But Mr. Kim’s family had no evidence to point to — until 2005, when a Chinese man went on trial in Seoul. That man confessed to, and was convicted of, helping to abduct Mr. Kim and at least 17 other people from China on behalf of North Korea’s secret police agency, the Ministry of State Security.

Last week, armed in part with that evidence, Mr. Kim’s son and brother, both American citizens, won a $330 million judgment against the North Korean government in a United States court for the pastor’s abduction and presumed torture and killing.

North Korea, which has never admitted kidnapping Mr. Kim and refused to respond to the family’s lawsuit, is highly unlikely to pay the damages ordered on April 9 by the United States District Court for the District of Columbia. But lawyers are conducting a global search for North Korean assets, like bank accounts, real estate and shares in companies, for possible confiscation, according to Nitsana Darshan-Leitner, a lawyer for the Kims and founder of Shurat HaDin, a civil rights group based in Tel Aviv that has often sued sovereign states and militant groups on behalf of terrorism and torture victims.

**EXTRACTED DATA:**
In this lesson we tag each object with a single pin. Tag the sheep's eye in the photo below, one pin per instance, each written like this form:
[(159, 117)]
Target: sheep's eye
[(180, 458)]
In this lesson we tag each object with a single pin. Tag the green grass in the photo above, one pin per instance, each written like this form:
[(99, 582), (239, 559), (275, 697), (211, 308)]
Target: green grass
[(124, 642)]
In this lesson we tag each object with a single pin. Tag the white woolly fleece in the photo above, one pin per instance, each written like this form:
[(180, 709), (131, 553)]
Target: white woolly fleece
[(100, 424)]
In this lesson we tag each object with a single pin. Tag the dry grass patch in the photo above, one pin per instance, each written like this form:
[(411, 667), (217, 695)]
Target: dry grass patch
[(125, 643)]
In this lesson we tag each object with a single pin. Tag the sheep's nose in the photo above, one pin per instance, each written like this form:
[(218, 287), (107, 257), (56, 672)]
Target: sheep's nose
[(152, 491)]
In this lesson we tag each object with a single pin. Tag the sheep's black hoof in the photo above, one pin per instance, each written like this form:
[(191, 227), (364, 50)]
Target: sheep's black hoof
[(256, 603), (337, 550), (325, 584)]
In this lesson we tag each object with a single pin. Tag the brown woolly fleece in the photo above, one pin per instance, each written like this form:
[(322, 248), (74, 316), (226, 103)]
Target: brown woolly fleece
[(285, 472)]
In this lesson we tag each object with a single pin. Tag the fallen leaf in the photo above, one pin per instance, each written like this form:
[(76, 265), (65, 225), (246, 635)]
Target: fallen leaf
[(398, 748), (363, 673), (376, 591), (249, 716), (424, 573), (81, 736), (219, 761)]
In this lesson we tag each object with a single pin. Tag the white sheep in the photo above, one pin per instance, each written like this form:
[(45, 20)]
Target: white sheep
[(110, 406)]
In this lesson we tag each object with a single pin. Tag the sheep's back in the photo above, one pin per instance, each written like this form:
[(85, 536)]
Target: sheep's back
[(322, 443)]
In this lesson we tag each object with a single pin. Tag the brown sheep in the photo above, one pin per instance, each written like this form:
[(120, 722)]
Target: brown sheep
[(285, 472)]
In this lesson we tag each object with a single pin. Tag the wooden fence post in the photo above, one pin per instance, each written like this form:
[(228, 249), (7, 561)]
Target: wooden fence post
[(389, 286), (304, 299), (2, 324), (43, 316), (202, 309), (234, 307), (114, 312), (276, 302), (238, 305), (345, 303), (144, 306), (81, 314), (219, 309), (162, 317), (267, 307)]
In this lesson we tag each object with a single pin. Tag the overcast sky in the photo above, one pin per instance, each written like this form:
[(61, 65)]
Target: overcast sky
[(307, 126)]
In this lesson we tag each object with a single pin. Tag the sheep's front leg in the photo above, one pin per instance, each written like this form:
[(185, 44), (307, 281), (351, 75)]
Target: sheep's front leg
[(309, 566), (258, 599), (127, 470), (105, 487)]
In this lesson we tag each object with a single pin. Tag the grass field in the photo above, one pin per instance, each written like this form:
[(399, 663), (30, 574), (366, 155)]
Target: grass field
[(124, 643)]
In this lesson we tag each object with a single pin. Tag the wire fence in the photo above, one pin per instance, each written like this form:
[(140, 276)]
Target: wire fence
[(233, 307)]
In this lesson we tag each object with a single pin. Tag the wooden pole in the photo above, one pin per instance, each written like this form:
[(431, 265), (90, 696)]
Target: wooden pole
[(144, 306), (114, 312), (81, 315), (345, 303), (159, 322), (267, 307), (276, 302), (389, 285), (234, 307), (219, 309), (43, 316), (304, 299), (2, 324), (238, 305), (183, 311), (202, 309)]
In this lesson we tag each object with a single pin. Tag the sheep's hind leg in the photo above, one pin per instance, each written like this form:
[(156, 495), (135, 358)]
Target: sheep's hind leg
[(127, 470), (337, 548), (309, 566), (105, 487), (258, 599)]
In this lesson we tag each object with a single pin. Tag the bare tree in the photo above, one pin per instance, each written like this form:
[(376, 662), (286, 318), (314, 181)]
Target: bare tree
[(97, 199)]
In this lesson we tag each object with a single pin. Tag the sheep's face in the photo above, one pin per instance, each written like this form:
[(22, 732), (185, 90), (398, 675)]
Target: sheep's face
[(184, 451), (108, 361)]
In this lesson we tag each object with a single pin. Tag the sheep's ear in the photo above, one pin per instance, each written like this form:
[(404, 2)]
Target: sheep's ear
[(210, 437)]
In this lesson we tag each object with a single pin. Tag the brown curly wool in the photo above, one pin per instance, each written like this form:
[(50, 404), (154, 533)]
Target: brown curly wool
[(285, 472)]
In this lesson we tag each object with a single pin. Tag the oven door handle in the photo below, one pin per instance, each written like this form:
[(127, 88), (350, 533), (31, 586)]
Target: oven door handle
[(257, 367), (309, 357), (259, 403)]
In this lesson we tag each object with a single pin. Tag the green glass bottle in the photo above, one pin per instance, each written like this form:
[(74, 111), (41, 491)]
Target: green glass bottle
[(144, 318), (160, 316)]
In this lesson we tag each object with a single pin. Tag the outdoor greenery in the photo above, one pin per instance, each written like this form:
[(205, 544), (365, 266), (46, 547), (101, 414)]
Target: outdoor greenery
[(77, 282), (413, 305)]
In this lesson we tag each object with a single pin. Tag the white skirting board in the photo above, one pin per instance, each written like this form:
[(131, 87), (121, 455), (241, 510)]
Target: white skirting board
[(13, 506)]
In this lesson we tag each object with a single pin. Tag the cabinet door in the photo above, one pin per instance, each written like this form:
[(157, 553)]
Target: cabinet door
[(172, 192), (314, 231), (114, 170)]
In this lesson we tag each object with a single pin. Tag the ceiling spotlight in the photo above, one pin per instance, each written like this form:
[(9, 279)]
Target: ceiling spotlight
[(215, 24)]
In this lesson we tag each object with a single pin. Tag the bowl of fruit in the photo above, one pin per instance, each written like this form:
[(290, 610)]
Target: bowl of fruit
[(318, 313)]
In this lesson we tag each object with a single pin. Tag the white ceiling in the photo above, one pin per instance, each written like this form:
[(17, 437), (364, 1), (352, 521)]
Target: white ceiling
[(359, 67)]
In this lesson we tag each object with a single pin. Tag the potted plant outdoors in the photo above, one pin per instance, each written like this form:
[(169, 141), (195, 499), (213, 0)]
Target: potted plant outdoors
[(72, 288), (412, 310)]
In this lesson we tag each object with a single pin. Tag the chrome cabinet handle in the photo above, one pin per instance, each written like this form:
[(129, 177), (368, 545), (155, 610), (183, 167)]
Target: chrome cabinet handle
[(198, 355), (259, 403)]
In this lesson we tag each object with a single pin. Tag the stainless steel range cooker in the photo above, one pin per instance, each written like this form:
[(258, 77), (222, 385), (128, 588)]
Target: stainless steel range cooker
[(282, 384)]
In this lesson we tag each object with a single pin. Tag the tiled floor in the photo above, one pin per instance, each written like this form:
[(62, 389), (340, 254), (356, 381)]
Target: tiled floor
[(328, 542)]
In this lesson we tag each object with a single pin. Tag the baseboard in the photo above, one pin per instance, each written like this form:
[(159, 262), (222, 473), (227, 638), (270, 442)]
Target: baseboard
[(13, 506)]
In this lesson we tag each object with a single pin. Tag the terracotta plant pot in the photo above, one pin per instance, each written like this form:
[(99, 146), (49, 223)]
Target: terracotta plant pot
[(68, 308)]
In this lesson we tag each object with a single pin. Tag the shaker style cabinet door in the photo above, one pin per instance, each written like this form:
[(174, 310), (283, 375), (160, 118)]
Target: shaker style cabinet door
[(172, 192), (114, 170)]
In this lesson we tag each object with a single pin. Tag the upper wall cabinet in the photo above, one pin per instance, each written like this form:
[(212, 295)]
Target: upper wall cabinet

**EXERCISE TASK 1:**
Answer these questions from the passage on Mr. Kim's abduction, each on its own line.
(a) In what year did a Chinese man go on trial in Seoul?
(b) How large was the judgment won against the North Korean government?
(c) In what city is Shurat HaDin based?
**EXERCISE TASK 2:**
In the passage on Mr. Kim's abduction, shorten the paragraph that begins "North Korea, which has never admitted" and keep its main facts.
**EXERCISE TASK 3:**
From the passage on Mr. Kim's abduction, return the part that begins at the words "North Korea, which" and stops after "and torture victims.", unchanged.

**FULL SOLUTION 1:**
(a) 2005
(b) $330 million
(c) Tel Aviv

**FULL SOLUTION 2:**
North Korea has never admitted kidnapping Mr. Kim, did not respond to the lawsuit, and is very unlikely to pay the damages ordered on April 9 by the United States District Court for the District of Columbia. According to Nitsana Darshan-Leitner, a lawyer for the Kims and founder of the Tel Aviv civil rights group Shurat HaDin, lawyers are searching worldwide for North Korean assets such as bank accounts, real estate and company shares that could be confiscated.

**FULL SOLUTION 3:**
North Korea, which has never admitted kidnapping Mr. Kim and refused to respond to the family’s lawsuit, is highly unlikely to pay the damages ordered on April 9 by the United States District Court for the District of Columbia. But lawyers are conducting a global search for North Korean assets, like bank accounts, real estate and shares in companies, for possible confiscation, according to Nitsana Darshan-Leitner, a lawyer for the Kims and founder of Shurat HaDin, a civil rights group based in Tel Aviv that has often sued sovereign states and militant groups on behalf of terrorism and torture victims.